Texto de origem -
※

O programa de privatizações do governo Temer frustrou quem esperava algo mais potente e ambicioso direcionado a arrecadar uma bolada de receita extra orçamentária e derrubar boa parte dos R$ 139 bilhões de déficit fiscal esperado para 2017. Mas será que privatizações devem servir prioritariamente a essa finalidade? Há quem discorde e tenha bons argumentos. De qualquer forma, a relação de ativos e concessões ofertados quase não trouxe novidades em relação aos cogitados pelo governo anterior. São portos, aeroportos, ferrovias, rodovias, ativos do setor elétrico e áreas de petróleo, que já figuravam nos escaninhos de Dilma Rousseff.
A novidade está nos detalhes, na revogação de certas condições impostas pela ex-presidente que ou afugentavam investidores ou criavam encrencas futuras para os que se aventurassem a aceitá-las. Por exemplo, tabelar lucro e entregar uma rodovia a quem oferecesse tarifa de pedágio mais baixa. Resultado: com o caixa vazio, o concessionário não investia em obras de ampliação e melhorias da rodovia e ainda corria ao BNDES em busca de crédito subsidiado. Foi o mesmo princípio aplicado à queda forçada da tarifa de energia elétrica em 2013, que destroçou a Eletrobrás, desorganizou todo o setor elétrico e restou superada pelo grande tarifaço de 2015, com efeitos perversos para a inflação e o bolso dos brasileiros. Essas ideias nasciam da cabeça teimosa de Dilma Rousseff, resistente em aceitar regras básicas das leis de mercado, que ela deveria ter aprendido no curso de Economia.
Felizmente, o programa não ficou só na mesmice. Trouxe uma positiva surpresa, que promete pagar uma dívida social com mais da metade da população que sofre doenças ou morre por ficar exposta à água contaminada e esgoto a céu aberto. No sertão do Nordeste, na zona rural pobre da Amazônia ou nas palafitas de grandes cidades, pouco ou nada há de estrutura de saneamento básico. Dados oficiais mostram que só 44,5% da população do País está conectada com a rede de esgoto e, do esgoto coletado, só 40% são tratados. A situação é mais dramática nos Estados mais pobres. No Maranhão só 1,4% dos municípios faz tratamento de esgoto; no Piauí, 2,2%; e em Rondônia, 3,8%. Esses números mostram nosso vergonhoso atraso numa área tão fundamental para a saúde humana.

※

Material fornecido -
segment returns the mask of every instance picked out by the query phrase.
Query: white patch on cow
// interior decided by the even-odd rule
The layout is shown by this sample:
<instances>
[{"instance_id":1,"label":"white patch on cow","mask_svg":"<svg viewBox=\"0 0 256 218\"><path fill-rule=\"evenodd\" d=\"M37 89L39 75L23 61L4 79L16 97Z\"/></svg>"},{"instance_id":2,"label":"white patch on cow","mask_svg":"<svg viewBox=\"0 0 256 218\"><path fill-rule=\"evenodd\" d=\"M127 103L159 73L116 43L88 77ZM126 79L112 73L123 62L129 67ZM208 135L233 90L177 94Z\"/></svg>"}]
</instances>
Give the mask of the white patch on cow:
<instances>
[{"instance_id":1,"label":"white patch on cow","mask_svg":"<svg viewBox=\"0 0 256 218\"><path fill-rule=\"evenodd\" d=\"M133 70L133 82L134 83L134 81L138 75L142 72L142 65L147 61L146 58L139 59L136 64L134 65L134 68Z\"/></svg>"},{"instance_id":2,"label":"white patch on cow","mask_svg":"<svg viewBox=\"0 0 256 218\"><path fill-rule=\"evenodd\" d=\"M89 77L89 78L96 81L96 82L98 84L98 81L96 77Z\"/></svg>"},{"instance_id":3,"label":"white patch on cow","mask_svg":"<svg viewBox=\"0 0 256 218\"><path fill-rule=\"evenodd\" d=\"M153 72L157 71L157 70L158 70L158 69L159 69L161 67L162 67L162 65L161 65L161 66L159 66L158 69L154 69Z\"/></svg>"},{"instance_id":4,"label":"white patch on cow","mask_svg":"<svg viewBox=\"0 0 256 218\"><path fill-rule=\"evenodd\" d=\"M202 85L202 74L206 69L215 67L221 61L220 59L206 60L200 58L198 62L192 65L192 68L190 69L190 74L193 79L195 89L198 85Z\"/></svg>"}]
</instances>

※

O que fazer -
A. Traduza para o inglês esta frase do texto de origem: "Felizmente, o programa não ficou só na mesmice."
B. Segundo o texto de origem, qual porcentagem da população do País está conectada à rede de esgoto?

Respostas dos exercícios -
A. Fortunately, the program did not stop at more of the same.

B. Apenas 44,5% da população do País está conectada à rede de esgoto.